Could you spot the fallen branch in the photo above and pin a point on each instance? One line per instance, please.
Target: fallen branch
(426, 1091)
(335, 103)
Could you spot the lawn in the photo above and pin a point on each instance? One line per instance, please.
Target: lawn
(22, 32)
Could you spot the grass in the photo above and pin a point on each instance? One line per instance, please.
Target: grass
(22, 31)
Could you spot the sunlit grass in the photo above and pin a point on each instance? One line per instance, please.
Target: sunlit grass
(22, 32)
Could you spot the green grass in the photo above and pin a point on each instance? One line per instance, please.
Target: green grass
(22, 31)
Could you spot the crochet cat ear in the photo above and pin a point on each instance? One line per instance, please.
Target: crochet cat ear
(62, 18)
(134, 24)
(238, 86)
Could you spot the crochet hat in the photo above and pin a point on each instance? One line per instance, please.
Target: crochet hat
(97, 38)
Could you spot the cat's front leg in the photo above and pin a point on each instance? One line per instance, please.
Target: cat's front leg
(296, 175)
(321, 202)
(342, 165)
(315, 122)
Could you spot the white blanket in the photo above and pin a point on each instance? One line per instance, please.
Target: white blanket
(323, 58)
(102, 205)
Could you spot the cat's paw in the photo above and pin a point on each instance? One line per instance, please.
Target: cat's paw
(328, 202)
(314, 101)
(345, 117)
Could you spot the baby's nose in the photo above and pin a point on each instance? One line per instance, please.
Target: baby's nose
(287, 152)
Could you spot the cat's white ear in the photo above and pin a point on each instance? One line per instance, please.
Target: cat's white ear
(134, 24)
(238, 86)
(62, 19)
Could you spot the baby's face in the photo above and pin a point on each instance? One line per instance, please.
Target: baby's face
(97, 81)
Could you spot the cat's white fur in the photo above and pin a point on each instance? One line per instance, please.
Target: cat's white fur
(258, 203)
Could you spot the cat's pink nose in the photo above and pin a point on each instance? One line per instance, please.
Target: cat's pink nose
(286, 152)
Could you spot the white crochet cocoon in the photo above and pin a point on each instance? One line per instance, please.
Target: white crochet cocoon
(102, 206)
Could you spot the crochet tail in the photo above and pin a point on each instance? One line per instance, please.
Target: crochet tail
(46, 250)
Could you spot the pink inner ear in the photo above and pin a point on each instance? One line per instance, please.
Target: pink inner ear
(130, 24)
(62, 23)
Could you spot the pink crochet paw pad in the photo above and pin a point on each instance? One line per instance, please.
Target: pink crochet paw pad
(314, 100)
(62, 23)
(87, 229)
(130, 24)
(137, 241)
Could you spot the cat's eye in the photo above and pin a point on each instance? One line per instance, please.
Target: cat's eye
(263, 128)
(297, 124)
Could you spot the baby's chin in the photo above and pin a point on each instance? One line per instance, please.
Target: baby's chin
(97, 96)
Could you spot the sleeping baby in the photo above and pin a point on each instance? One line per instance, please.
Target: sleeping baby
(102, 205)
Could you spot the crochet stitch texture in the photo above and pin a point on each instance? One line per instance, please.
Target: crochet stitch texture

━━━━━━━━━━━━━━━━━━━━━━━━━━━━━━

## Consigne
Pouvez-vous modifier ce matériel en remplaçant partout « pin a point » par « place a marker », sans rien changer d'autre ?

## Résultat final
Could you spot the fallen branch in the photo above and place a marker on each instance? One line per instance, please.
Target: fallen branch
(426, 1091)
(335, 103)
Could you spot the lawn in the photo above and place a marker on each instance? One line per instance, please.
Target: lawn
(22, 32)
Could you spot the grass in the photo above and place a marker on each instance? One line per instance, please.
Target: grass
(22, 31)
Could you spot the sunlit grass in the photo above and place a marker on each instance? One line per instance, please.
Target: sunlit grass
(22, 32)
Could you spot the green grass in the photo above and place a marker on each instance? One line per instance, please.
Target: green grass
(22, 31)
Could you spot the crochet cat ear in the photo above and place a marker on each instance? One line per instance, please.
Target: crochet cat ear
(62, 18)
(134, 24)
(238, 86)
Could you spot the crochet hat in the photo above and place a marker on each instance? One line per instance, please.
Target: crochet hat
(97, 38)
Could you spot the cat's front leg in the photo above and place a marker on each instance? One line per instance, please.
Target: cat's front leg
(296, 175)
(321, 202)
(342, 165)
(315, 122)
Could you spot the white blanket in the photo above and place a marker on each instance? One line per instance, please.
Target: white blanket
(323, 58)
(102, 205)
Could you spot the cat's paw in the photo above and place a marker on each instance? One line per instance, please.
Target: cat's paw
(328, 202)
(314, 101)
(345, 117)
Could you spot the baby's nose in the photo above and place a marker on each instance? One line per instance, please.
Target: baby's nose
(287, 152)
Could you spot the cat's white ear in the photo above and place a marker on each instance? One line per instance, please.
Target: cat's white ear
(134, 24)
(238, 86)
(62, 19)
Could you spot the baby's face in the photo above and place a marker on each instance? One line per instance, please.
Target: baby's face
(97, 81)
Could you spot the cat's white fur in the photo above and place a marker on each instance? One line per instance, please.
Target: cat's white fur
(258, 203)
Could you spot the cat's pink nose in the photo above and place a marker on each instance? One line per instance, please.
Target: cat's pink nose
(286, 152)
Could you spot the white crochet cocoon in the photo above and place a marker on each instance? One line per instance, please.
Target: white crochet cocoon
(102, 206)
Could you spot the crochet tail in the photo above and place a marker on each instance? One line per instance, please.
Target: crochet tail
(46, 250)
Could you spot the pink inner ear in the photo above and place a marker on each instance? One line per instance, please.
Target: pink inner ear
(130, 24)
(62, 23)
Could you spot the pink crochet paw pad in the photo above and place a marker on each instance? One line per instance, please.
Target: pink crochet paw pad
(314, 100)
(62, 23)
(87, 229)
(130, 24)
(137, 241)
Could you spot the cat's eye in the photo above and place a marker on each instance? One line per instance, please.
Target: cat's eye
(263, 128)
(297, 124)
Could you spot the baby's chin in the photo above and place a marker on each instance? One line per instance, please.
Target: baby's chin
(97, 96)
Could you spot the sleeping baby in the photo above and place a marker on each instance? One line per instance, please.
Target: sleeping baby
(102, 205)
Could you spot the crochet stitch texture in the photo above and place a marker on each instance? One line per instance, please.
Target: crochet stitch texture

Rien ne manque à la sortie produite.